How to read multiple line elements in Spark , where each record of log is starting with yyyy-MM-dd format and each record of log is multi-line?

Question

I have implemented below logic in scala so far for this :

val hadoopConf = new Configuration(sc.hadoopConfiguration); 
    //hadoopConf.set("textinputformat.record.delimiter", "2016-")
    hadoopConf.set("textinputformat.record.delimiter", "^([0-9]{4}.*)")

    val accessLogs = sc.newAPIHadoopFile("/user/root/sample.log", classOf[TextInputFormat], classOf[LongWritable], classOf[Text], hadoopConf).map(x=>x._2.toString)

I want to put regex to recognize the if line started with date format then treat it as a new record else continue to add lines in old record.

But this is not working. If i am passing date manually then its working fine. Below is the same code like this i want to put the regex:

//hadoopConf.set("textinputformat.record.delimiter", "2016-")

Please help on this.thanks in advance.

## WRITTEN TASKS
1 – In the Spark question, reproduce everything from "But this is" down to "this.thanks in advance.".
2 – Which classes does the Spark question pass to newAPIHadoopFile using classOf? List them all.

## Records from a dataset

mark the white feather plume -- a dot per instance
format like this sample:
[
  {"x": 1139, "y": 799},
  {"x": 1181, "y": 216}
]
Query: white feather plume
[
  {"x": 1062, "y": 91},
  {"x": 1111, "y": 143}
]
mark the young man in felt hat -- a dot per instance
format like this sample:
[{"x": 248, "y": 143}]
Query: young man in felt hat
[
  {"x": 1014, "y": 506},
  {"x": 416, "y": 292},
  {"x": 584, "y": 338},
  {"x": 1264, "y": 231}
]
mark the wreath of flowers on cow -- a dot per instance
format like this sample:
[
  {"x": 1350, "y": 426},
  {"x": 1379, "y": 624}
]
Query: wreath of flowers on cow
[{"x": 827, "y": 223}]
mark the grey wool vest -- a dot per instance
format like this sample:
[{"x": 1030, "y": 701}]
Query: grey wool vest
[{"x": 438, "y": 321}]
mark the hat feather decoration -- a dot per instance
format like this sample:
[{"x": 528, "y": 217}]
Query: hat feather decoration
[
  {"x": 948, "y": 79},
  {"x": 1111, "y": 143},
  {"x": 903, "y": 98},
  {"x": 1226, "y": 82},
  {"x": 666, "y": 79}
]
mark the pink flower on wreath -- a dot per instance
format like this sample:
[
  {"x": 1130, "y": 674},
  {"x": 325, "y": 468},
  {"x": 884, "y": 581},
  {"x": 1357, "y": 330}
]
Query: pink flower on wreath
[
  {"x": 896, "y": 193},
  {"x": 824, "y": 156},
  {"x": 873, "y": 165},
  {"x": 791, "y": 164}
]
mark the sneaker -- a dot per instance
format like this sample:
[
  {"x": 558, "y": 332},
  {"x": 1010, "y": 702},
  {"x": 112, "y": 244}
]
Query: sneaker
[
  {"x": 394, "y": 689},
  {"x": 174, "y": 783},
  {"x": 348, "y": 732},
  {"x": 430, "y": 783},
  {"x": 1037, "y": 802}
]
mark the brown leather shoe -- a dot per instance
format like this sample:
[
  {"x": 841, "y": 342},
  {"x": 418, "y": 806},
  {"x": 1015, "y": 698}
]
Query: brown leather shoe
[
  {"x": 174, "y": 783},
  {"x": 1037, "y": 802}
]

## SOLUTIONS TO THE EXERCISE
1 –
But this is not working. If i am passing date manually then its working fine. Below is the same code like this i want to put the regex:

//hadoopConf.set("textinputformat.record.delimiter", "2016-")

Please help on this.thanks in advance.

2 – TextInputFormat, LongWritable, Text